[start]

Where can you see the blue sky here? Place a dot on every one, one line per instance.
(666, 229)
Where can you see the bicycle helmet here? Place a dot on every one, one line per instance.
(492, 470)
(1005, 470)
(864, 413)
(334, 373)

[end]

> Description of the task
Copy every item above line for line, with no changes.

> Completed exercise
Where can you see the blue sky here? Place a dot on every one, one line per instance.
(666, 229)
Where can you see the bicycle helmet here? Place a dot on every one, one line per instance.
(492, 470)
(1005, 470)
(864, 413)
(334, 373)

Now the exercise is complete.